Pick out every line in the named region outline records below that contains the string "text", matching case exactly. Copy each such line in full.

_Named region outline records:_
• • •

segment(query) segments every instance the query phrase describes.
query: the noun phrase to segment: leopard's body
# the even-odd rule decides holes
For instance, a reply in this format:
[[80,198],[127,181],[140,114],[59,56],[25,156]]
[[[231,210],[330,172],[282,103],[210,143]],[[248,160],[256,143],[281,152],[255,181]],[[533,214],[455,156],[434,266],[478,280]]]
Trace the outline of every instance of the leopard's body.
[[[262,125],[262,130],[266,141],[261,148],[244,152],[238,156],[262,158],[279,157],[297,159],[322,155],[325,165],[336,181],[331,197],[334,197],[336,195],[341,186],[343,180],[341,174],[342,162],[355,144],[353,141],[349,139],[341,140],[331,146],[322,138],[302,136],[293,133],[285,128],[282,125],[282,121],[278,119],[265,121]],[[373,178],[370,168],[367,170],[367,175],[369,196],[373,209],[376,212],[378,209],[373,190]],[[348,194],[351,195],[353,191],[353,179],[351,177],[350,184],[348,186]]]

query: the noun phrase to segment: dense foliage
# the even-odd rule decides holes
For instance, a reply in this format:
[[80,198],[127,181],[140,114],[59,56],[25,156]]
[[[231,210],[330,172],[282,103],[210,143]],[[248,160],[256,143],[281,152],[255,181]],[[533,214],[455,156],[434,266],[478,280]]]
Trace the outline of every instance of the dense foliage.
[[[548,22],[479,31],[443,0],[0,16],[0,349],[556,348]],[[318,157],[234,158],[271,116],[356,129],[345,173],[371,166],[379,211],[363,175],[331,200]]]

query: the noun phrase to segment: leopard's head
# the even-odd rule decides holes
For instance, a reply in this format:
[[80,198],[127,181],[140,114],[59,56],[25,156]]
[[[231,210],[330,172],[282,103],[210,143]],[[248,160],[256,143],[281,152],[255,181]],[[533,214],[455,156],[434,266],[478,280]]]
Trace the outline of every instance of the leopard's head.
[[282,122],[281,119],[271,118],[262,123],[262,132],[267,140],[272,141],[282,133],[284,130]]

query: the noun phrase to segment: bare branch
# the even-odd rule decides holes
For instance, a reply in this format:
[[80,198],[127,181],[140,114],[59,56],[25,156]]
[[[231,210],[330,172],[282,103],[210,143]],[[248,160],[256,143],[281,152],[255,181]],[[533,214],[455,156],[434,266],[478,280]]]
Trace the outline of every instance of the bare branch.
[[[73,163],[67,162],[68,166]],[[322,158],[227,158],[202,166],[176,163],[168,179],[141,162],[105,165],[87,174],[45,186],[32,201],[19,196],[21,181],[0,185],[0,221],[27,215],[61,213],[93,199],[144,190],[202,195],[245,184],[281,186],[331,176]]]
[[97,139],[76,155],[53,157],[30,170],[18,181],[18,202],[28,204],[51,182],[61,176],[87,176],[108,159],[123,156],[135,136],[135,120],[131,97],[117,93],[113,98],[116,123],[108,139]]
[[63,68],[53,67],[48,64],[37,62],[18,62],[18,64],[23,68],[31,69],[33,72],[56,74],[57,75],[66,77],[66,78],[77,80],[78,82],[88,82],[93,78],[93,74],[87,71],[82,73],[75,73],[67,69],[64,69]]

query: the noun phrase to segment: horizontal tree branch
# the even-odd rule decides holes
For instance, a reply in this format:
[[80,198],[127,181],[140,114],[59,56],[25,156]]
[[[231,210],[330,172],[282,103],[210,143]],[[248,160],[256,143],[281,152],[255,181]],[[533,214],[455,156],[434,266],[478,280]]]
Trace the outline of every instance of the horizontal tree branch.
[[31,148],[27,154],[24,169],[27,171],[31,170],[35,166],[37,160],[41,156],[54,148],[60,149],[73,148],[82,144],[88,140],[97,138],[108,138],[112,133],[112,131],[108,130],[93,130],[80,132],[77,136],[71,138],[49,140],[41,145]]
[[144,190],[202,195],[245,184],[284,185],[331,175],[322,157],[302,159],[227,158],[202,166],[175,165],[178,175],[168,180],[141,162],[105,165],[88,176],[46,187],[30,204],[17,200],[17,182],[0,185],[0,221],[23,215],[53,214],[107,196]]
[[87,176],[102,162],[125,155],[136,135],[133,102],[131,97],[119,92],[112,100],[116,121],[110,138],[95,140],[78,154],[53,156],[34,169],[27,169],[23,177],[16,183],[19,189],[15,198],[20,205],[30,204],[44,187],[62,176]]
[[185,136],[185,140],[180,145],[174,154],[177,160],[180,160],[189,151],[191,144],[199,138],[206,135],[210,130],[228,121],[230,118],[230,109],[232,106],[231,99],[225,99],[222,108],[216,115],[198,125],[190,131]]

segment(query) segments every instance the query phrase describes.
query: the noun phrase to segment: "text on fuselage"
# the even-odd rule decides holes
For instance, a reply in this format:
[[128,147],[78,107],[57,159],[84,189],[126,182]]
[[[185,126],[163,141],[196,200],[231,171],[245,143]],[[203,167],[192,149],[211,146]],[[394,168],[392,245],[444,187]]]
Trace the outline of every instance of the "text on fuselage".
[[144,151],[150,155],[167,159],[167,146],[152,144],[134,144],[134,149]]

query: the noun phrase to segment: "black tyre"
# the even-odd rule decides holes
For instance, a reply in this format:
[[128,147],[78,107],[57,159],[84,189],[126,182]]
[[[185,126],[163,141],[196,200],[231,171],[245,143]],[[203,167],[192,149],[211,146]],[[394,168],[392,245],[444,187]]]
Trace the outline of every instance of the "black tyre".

• • •

_Output below:_
query: the noun phrase to segment: "text on fuselage"
Trace the outline of every instance of the "text on fuselage".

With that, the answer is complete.